= Beginning of Section =

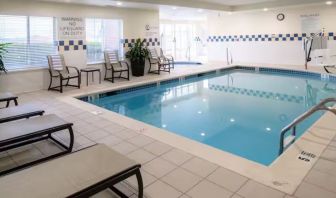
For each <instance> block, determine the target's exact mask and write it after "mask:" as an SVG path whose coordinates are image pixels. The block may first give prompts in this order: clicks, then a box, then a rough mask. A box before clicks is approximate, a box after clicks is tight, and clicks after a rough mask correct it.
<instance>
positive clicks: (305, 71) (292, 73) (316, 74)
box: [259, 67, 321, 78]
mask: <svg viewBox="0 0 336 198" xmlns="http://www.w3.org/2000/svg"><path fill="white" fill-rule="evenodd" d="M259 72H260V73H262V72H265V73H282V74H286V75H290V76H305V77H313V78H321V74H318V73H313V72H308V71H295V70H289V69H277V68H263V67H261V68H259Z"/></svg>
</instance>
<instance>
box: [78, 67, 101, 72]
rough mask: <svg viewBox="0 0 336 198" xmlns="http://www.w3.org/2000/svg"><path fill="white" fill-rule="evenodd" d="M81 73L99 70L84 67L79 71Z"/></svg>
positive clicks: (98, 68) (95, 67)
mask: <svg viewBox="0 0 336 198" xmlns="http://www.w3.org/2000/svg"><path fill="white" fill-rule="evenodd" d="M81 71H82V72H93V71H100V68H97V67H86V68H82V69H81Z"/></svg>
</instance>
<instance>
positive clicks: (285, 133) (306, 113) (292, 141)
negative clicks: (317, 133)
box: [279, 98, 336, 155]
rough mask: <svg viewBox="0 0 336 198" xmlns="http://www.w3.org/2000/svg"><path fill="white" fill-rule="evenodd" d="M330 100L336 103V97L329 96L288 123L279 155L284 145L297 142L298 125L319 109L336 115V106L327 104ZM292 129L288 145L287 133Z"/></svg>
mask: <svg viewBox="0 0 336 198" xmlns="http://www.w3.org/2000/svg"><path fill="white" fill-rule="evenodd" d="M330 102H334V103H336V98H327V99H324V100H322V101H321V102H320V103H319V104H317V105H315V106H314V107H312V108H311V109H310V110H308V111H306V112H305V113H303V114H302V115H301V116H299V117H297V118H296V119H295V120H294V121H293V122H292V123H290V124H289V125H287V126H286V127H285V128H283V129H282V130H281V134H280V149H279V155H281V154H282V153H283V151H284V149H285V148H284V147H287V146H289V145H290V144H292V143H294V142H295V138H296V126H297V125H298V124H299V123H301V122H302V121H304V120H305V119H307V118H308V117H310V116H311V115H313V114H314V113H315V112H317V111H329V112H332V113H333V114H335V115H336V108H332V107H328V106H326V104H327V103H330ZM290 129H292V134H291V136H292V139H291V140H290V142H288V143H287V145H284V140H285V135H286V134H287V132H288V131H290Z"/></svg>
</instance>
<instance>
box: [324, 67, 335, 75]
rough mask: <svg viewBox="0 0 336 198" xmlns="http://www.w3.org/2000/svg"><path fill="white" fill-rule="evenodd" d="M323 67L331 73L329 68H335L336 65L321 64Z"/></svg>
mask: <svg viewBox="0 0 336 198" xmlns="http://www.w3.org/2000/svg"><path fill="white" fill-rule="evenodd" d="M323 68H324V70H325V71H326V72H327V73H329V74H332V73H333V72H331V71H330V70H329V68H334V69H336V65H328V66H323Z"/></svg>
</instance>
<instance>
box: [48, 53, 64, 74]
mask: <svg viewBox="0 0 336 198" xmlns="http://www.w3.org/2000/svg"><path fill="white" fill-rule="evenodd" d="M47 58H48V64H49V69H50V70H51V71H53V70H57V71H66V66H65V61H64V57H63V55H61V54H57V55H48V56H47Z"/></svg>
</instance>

= End of Section =

**TASK TO COMPLETE:** Please return every line of the material above that contains the string "positive". Case counts.

**WRITTEN ANSWER:**
positive clicks: (305, 71) (292, 73) (316, 74)
positive clicks: (98, 68) (95, 67)
positive clicks: (285, 133) (306, 113) (292, 141)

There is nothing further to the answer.